Content starts

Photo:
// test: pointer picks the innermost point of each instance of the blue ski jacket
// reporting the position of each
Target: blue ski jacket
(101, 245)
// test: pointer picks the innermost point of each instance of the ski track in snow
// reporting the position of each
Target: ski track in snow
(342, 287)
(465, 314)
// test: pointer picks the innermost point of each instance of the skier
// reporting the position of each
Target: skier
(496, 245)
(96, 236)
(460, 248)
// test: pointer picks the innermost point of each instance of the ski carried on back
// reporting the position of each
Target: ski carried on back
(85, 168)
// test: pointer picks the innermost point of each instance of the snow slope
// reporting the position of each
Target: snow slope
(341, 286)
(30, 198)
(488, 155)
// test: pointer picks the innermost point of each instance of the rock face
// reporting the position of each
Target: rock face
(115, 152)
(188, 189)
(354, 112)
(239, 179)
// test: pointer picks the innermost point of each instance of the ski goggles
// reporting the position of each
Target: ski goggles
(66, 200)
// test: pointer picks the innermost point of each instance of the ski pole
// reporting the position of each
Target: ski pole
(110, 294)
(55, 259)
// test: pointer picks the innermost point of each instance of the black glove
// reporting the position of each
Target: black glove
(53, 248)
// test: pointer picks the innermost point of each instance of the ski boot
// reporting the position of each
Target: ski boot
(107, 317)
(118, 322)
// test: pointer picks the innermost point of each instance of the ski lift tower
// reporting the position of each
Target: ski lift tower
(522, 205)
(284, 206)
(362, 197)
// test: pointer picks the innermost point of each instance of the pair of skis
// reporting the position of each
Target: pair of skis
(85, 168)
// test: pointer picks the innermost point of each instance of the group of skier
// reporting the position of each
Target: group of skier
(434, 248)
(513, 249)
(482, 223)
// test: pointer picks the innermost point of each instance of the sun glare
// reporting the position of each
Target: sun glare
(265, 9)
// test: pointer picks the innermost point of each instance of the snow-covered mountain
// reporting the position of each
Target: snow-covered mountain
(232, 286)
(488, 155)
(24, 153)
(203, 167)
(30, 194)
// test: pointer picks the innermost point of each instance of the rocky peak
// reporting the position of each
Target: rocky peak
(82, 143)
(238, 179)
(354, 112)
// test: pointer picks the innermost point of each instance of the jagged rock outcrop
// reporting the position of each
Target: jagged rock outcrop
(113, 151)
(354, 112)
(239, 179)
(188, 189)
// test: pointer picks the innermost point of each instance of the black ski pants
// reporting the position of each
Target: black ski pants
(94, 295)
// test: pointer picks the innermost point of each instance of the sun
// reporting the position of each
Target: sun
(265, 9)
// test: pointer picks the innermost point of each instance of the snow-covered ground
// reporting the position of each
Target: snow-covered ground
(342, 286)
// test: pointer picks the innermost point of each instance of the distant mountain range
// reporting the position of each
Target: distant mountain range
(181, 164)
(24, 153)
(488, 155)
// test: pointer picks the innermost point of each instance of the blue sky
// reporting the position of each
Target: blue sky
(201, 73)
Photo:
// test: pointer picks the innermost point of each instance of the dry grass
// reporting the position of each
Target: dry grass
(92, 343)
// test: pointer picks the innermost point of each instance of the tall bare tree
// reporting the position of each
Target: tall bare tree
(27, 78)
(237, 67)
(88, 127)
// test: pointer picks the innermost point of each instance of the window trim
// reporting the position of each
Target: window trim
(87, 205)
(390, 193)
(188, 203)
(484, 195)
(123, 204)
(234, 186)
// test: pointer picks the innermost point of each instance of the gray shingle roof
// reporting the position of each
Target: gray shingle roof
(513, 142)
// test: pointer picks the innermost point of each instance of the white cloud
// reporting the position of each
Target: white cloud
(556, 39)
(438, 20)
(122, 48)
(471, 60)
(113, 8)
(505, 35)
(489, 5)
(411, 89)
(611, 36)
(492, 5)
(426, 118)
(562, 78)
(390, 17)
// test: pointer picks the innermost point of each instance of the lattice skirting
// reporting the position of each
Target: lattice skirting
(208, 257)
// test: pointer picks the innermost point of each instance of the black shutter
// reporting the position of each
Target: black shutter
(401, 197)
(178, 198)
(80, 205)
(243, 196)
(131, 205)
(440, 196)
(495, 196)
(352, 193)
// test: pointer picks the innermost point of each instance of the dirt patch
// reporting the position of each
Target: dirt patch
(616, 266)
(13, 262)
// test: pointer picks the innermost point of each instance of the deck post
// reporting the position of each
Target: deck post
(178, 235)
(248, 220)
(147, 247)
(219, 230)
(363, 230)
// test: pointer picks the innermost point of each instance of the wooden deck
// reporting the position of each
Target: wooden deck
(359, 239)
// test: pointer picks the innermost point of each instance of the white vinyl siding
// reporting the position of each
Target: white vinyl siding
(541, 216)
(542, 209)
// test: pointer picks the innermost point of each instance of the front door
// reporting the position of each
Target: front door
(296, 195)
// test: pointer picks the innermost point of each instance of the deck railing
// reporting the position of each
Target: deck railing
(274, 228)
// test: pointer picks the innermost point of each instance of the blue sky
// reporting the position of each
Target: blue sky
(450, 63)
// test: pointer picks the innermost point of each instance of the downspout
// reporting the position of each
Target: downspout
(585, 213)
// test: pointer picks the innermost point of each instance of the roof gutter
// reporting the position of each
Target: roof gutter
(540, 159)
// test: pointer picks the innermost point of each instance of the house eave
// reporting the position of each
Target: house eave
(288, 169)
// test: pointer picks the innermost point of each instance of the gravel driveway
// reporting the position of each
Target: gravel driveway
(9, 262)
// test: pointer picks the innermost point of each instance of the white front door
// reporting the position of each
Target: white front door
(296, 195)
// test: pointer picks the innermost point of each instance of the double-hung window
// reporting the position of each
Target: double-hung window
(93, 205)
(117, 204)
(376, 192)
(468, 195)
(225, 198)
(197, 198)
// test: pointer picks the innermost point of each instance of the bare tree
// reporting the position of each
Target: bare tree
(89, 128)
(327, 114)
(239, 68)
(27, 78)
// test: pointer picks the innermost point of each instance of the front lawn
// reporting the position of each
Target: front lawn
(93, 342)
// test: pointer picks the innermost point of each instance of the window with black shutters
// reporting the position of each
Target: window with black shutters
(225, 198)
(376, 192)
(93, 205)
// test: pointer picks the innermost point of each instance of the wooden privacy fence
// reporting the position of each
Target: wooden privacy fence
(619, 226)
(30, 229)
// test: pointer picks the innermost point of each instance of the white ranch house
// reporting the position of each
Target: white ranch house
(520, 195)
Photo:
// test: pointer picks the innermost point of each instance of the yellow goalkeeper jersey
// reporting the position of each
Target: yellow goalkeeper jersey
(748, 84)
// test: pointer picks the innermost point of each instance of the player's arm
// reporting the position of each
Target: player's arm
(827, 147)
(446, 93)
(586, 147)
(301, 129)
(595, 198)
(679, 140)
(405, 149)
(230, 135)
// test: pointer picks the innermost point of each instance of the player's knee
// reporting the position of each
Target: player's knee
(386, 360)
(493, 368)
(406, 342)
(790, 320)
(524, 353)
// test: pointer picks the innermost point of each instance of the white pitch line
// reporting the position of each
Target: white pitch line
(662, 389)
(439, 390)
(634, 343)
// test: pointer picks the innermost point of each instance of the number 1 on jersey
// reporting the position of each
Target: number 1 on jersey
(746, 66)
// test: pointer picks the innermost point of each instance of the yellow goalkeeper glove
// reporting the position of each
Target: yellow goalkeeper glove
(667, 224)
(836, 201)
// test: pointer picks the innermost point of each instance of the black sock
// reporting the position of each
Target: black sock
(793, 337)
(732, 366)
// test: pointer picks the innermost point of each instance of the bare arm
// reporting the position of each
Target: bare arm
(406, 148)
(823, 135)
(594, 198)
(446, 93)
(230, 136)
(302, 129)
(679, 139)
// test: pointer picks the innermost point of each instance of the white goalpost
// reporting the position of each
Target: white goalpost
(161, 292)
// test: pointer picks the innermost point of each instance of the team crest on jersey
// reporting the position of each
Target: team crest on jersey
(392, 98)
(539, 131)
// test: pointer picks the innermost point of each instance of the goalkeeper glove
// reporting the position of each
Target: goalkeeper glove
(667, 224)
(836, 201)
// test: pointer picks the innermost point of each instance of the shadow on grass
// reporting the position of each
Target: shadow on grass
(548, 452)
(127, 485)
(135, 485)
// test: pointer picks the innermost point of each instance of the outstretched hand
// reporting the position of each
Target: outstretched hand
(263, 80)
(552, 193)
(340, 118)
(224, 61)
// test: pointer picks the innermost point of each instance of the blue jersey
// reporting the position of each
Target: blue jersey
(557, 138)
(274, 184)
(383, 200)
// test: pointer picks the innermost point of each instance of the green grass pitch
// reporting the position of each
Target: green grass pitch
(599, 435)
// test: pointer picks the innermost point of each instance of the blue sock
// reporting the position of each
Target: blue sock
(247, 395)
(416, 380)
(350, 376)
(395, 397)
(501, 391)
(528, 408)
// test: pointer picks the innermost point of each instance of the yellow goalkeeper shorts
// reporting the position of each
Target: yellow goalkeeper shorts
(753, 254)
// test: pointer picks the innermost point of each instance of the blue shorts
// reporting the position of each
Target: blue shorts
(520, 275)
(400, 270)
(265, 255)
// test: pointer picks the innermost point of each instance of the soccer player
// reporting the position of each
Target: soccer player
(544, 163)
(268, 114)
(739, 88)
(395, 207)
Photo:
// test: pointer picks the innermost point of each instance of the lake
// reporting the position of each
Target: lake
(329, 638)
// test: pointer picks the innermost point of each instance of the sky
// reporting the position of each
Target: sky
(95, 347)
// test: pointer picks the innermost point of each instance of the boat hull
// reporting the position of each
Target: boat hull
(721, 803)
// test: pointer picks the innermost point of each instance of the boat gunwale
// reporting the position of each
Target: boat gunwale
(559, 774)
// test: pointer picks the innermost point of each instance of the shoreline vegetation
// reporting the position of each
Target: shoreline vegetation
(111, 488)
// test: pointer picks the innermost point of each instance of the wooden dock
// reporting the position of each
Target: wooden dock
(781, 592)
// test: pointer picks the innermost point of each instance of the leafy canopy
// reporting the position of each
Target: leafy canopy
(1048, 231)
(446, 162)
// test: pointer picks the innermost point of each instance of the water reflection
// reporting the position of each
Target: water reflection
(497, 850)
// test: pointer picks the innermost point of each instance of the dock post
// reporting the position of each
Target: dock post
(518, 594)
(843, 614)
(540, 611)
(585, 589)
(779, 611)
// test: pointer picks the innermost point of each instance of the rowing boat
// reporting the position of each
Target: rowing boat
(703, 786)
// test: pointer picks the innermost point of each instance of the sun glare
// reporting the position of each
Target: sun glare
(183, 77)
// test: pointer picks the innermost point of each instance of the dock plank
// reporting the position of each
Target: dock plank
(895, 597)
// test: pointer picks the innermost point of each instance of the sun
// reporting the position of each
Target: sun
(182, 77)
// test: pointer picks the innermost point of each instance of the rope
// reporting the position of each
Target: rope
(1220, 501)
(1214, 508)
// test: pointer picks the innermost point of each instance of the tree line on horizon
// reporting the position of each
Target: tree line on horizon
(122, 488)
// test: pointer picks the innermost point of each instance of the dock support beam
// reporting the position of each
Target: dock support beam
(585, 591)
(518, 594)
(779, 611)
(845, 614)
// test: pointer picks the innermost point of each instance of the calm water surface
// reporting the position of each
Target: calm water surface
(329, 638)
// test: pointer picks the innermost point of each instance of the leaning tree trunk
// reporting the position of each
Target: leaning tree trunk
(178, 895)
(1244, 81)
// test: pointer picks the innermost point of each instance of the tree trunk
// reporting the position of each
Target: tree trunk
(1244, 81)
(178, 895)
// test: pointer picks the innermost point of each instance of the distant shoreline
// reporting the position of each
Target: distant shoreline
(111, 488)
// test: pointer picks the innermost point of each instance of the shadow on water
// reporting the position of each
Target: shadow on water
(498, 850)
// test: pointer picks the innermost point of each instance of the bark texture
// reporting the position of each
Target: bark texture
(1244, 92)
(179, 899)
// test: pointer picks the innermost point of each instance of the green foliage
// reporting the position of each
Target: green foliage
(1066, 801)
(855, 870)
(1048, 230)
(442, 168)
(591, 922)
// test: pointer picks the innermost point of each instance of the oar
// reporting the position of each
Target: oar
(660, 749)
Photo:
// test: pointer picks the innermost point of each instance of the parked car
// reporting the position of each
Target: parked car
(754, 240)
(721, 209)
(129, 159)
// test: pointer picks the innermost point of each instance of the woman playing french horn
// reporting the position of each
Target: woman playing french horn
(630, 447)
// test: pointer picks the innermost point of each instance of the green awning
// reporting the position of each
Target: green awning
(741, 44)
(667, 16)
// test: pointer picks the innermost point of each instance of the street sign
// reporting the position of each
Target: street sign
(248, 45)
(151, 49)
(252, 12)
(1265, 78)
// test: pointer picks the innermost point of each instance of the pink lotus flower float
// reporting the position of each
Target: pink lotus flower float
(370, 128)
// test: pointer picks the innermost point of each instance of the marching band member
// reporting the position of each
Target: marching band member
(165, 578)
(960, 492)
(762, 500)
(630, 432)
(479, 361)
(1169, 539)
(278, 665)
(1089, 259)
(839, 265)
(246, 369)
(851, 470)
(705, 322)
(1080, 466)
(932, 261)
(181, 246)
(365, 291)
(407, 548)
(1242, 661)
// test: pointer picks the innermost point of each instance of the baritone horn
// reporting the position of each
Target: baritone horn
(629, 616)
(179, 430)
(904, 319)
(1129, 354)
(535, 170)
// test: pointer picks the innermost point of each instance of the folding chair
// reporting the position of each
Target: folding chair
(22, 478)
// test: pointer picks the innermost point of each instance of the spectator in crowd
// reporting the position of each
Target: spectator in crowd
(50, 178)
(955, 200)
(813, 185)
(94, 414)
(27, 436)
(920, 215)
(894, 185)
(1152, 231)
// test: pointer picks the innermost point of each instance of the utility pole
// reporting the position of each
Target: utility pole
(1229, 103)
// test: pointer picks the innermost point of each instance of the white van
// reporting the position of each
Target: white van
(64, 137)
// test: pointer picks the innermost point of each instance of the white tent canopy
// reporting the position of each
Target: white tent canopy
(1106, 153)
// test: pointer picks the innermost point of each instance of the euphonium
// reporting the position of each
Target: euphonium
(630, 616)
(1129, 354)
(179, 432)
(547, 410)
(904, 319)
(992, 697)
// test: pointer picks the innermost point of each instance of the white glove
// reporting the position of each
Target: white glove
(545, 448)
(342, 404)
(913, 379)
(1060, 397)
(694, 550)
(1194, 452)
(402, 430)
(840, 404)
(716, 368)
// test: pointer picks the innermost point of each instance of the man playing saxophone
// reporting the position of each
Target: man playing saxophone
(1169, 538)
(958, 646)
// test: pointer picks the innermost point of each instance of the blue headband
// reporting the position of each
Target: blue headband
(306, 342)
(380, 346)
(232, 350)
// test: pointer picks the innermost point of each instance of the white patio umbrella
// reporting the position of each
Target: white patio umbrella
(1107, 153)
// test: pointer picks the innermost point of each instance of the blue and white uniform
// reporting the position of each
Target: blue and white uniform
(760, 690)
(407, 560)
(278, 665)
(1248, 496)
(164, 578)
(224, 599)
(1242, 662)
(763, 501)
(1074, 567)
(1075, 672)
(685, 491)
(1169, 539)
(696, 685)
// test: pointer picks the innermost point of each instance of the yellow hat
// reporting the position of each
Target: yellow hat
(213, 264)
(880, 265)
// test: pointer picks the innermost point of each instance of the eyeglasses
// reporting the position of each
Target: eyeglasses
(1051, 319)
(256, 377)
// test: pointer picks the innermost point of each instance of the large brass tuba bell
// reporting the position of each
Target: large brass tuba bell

Content ends

TASK OBJECTIVE:
Go to the line with "the ski lift tower" in the entries above and repeat every line from there through the line with "the pair of skis", exactly and with no other text.

ANSWER BOX:
// test: pointer picks the innermost point of each instance of the ski lift tower
// reporting the position of each
Target: ski lift tower
(522, 205)
(284, 206)
(362, 197)
// test: pointer picks the innermost point of each instance of the pair of skis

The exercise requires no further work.